> _Prompt_
Write out all of the records below again, switching each "forklift" to "warehouse robot" and changing nothing else. Leave the pictures out of your answer.

(Data items)
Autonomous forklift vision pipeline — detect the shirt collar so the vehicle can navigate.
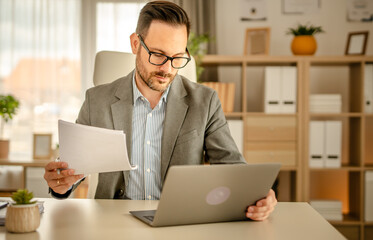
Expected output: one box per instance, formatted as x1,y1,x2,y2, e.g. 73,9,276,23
132,71,172,103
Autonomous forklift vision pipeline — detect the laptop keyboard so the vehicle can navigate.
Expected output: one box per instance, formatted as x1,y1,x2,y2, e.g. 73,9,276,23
144,216,154,221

> _Response to this task_
Autonomous warehouse robot vision pipeline — detect the shirt collar so the vehicle can navigate.
Expected output: one box per instance, formatted as x1,y1,x2,y2, e.g. 73,9,276,23
132,71,172,103
Autonomous warehouse robot vision pipeline — detect the laptop keyboard so the vehicle can navigate.
Expected output: one box per instance, formatted as x1,y1,x2,y2, e.g. 73,9,276,23
144,216,154,221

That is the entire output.